A Notice of Commencement is valid for one year from its recording date. Florida Statute 713.13 provides that a NOC is "not effectual in law" beyond one year after recording, unless the document itself states a longer period tied to a contract that runs more than a year.

Setting a longer term on purpose

When a project's contract specifies a completion window greater than twelve months, the NOC must state that it is effective for one year plus that additional time. This is a deliberate drafting choice, not a default — if the form is silent, the one-year clock controls regardless of how long the job actually takes.

The 90-day rule that voids an early filing

One year is the outer limit, but there is an inner deadline most homeowners never hear about. Under Florida Statute 713.13(2), if the improvement described in the notice is not actually commenced within 90 days after recording, the notice is "void and of no further effect." Record too early and let the start slip past three months, and the protection silently disappears.

Why timing the recording matters

The 90-day window is why a Notice of Commencement should be recorded close to the real start date, not weeks ahead at contract signing. Two filing mistakes can quietly strip the protection the owner paid for.

Filed too early
Recorded long before mobilization, then construction is delayed past the 90-day mark — the notice is void and must be re-recorded.
Effective on filing, not on posting
Under F.S. 713.13, the notice is effective the moment it is filed in the Clerk's office; the 90-day and one-year clocks both run from that recording date, not from when the copy is posted on site.
NOTICE OF COMMENCEMENT — TWO CLOCKS RECORD + POST before work / 1st inspection DAY 90 work must start or VOID VALID — 1 YEAR EXPIRES IMPROPER PAYMENTS owner can pay twice Floor — F.S. 713.13(2): void if work is not commenced within 90 days of recording. Ceiling — F.S. 713.13: valid 1 year from recording unless the notice states a longer period.

* _Items_
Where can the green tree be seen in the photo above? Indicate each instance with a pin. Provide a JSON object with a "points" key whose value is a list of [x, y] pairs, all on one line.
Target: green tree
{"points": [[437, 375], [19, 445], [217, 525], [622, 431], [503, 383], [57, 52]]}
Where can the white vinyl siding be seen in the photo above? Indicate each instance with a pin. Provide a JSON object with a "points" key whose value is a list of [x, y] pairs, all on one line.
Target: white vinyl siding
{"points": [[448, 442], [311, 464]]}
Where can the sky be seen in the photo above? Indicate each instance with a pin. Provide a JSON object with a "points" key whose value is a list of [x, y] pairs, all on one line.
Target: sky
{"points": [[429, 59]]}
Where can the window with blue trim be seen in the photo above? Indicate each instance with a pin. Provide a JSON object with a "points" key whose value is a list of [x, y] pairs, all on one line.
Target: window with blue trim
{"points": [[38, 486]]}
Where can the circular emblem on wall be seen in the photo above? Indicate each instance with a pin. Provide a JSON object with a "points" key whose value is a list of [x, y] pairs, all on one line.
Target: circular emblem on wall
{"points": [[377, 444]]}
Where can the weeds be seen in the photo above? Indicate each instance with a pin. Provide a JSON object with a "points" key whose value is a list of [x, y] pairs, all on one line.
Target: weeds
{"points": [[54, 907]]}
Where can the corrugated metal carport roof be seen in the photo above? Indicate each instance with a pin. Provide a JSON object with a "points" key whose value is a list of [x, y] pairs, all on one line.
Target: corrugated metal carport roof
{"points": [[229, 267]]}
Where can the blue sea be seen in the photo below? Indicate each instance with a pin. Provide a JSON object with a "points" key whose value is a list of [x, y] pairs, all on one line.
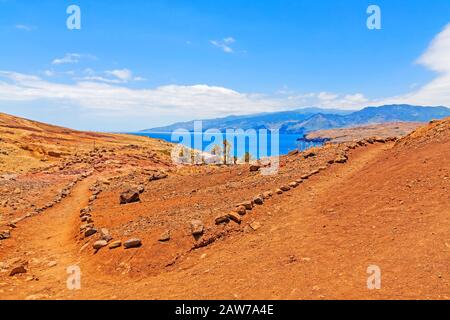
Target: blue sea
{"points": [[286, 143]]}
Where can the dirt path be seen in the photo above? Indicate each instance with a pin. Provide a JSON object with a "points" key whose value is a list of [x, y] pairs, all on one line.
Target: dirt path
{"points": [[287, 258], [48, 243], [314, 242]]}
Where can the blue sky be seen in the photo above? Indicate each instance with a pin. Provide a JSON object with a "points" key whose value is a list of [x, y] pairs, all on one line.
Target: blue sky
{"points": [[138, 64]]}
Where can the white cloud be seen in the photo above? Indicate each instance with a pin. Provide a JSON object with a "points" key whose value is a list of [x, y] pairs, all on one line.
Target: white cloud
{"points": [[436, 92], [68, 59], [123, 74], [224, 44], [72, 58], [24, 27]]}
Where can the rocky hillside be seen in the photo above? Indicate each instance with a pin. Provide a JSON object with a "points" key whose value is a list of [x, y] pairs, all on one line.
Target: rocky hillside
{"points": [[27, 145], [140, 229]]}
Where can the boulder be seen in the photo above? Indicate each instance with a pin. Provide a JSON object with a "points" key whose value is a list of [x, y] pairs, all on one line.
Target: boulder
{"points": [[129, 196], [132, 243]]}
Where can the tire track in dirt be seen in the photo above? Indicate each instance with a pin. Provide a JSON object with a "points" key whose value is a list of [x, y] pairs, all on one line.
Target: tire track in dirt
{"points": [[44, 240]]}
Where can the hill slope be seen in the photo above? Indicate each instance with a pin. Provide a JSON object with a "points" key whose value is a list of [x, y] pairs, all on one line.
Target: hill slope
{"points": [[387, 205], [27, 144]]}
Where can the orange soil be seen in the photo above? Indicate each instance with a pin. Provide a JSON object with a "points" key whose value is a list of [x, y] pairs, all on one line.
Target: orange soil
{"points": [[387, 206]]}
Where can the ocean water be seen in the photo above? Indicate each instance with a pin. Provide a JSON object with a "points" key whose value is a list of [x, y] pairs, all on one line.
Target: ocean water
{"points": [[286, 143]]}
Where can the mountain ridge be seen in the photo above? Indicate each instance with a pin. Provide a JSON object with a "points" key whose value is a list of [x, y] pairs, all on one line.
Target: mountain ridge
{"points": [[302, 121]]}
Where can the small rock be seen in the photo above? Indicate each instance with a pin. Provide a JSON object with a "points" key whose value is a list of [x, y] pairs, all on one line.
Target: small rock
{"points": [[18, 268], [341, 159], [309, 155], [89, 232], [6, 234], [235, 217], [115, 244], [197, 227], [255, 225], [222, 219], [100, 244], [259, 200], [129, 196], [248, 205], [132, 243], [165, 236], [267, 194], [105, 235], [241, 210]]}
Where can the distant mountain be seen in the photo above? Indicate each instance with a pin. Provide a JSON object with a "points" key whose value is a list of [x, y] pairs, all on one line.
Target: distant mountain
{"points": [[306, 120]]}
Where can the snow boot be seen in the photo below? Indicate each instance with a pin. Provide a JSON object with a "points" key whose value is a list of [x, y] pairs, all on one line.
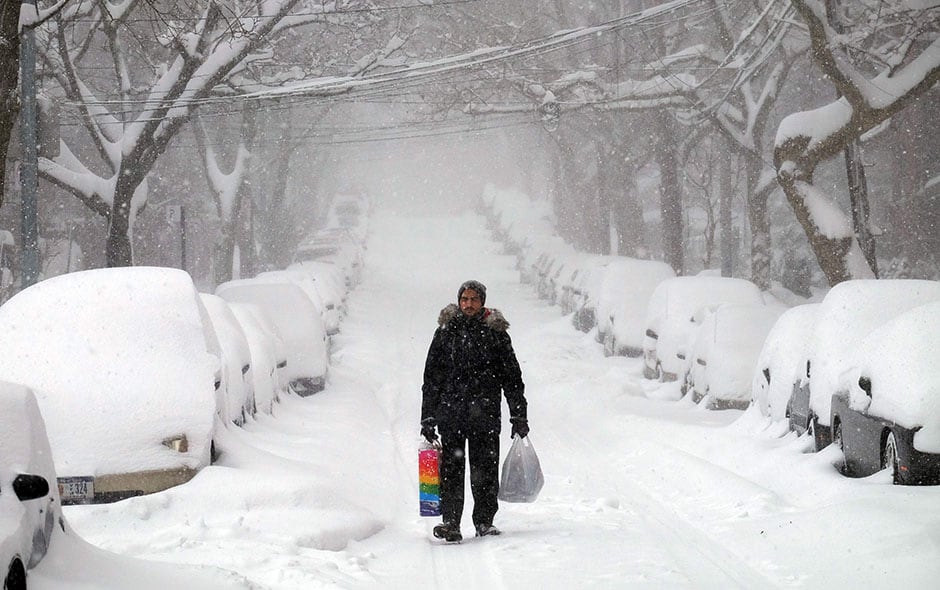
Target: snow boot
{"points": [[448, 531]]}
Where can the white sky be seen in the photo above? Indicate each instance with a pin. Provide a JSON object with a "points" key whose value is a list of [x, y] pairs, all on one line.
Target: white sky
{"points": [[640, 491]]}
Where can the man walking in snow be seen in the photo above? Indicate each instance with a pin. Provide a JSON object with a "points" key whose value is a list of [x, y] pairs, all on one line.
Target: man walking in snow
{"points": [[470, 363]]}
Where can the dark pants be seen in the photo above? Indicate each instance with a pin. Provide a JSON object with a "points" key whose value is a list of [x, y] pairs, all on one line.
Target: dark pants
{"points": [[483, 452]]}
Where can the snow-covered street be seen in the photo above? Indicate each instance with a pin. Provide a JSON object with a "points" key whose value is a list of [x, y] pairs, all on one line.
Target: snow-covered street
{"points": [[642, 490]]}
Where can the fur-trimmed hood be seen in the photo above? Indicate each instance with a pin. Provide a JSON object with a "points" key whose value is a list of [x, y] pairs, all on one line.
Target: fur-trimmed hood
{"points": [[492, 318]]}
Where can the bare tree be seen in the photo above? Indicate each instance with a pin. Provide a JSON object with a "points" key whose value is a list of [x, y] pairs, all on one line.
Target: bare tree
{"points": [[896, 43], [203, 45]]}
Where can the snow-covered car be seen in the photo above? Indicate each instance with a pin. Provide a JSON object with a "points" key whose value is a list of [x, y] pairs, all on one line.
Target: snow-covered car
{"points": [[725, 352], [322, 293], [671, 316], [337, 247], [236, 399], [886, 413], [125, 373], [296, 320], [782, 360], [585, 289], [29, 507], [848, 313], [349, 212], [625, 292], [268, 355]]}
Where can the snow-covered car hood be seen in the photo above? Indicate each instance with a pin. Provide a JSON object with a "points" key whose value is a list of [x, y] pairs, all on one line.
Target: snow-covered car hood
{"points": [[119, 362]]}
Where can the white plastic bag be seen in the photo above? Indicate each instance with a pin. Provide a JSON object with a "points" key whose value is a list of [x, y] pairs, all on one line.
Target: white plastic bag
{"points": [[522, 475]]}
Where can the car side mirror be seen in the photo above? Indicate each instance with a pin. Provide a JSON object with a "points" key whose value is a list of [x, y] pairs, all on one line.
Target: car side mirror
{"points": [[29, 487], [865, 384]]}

* _What you need to do_
In the text about Florida's Notice of Commencement, from what date do the 90-day and one-year clocks both run?

* _Written answer_
Both run from the recording date, when the notice is filed in the Clerk's office, not from when the copy is posted on site.